■ **Problema planteado**
Convierte todas las líneas siguientes en una lista JSON de cadenas, con una cadena por cada línea. Omite las líneas en blanco.

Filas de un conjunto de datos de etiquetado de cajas
╭──

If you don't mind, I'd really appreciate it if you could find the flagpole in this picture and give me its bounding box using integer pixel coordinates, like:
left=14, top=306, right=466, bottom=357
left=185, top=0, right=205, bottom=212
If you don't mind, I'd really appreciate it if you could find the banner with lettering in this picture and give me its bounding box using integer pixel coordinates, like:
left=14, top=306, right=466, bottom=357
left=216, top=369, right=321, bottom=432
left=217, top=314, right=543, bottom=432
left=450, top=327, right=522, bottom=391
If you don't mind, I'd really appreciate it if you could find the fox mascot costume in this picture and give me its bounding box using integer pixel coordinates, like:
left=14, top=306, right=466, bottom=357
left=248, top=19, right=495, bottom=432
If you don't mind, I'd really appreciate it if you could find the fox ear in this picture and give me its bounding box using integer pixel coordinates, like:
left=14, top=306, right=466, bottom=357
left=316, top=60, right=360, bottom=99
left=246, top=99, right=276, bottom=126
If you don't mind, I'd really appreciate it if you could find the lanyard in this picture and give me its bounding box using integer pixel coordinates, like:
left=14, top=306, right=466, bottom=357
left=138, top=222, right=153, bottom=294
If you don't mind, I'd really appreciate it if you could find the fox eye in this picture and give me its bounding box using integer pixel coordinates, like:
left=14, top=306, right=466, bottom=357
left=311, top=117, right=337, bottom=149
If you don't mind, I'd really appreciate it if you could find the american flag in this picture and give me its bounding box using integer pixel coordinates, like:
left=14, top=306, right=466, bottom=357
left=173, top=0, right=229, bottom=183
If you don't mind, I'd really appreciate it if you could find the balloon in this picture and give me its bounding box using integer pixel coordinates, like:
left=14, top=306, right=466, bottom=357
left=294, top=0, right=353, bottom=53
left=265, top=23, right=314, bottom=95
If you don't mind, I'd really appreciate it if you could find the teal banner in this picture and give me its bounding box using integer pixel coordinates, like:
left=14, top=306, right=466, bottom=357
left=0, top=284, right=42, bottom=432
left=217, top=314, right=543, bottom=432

╰──

■ **Resultado del ejercicio**
[
  "If you don't mind, I'd really appreciate it if you could find the flagpole in this picture and give me its bounding box using integer pixel coordinates, like:",
  "left=14, top=306, right=466, bottom=357",
  "left=185, top=0, right=205, bottom=212",
  "If you don't mind, I'd really appreciate it if you could find the banner with lettering in this picture and give me its bounding box using integer pixel coordinates, like:",
  "left=14, top=306, right=466, bottom=357",
  "left=216, top=369, right=321, bottom=432",
  "left=217, top=314, right=543, bottom=432",
  "left=450, top=327, right=522, bottom=391",
  "If you don't mind, I'd really appreciate it if you could find the fox mascot costume in this picture and give me its bounding box using integer pixel coordinates, like:",
  "left=14, top=306, right=466, bottom=357",
  "left=248, top=19, right=495, bottom=432",
  "If you don't mind, I'd really appreciate it if you could find the fox ear in this picture and give me its bounding box using integer pixel coordinates, like:",
  "left=14, top=306, right=466, bottom=357",
  "left=316, top=60, right=360, bottom=99",
  "left=246, top=99, right=276, bottom=126",
  "If you don't mind, I'd really appreciate it if you could find the lanyard in this picture and give me its bounding box using integer pixel coordinates, like:",
  "left=14, top=306, right=466, bottom=357",
  "left=138, top=222, right=153, bottom=294",
  "If you don't mind, I'd really appreciate it if you could find the fox eye in this picture and give me its bounding box using integer pixel coordinates, like:",
  "left=14, top=306, right=466, bottom=357",
  "left=311, top=117, right=337, bottom=149",
  "If you don't mind, I'd really appreciate it if you could find the american flag in this picture and give me its bounding box using integer pixel coordinates, like:",
  "left=14, top=306, right=466, bottom=357",
  "left=173, top=0, right=229, bottom=183",
  "If you don't mind, I'd really appreciate it if you could find the balloon in this picture and give me its bounding box using integer pixel coordinates, like:",
  "left=14, top=306, right=466, bottom=357",
  "left=294, top=0, right=353, bottom=53",
  "left=265, top=23, right=314, bottom=95",
  "If you don't mind, I'd really appreciate it if you could find the teal banner in this picture and give me its bounding box using integer pixel coordinates, like:",
  "left=14, top=306, right=466, bottom=357",
  "left=0, top=284, right=42, bottom=432",
  "left=217, top=314, right=543, bottom=432"
]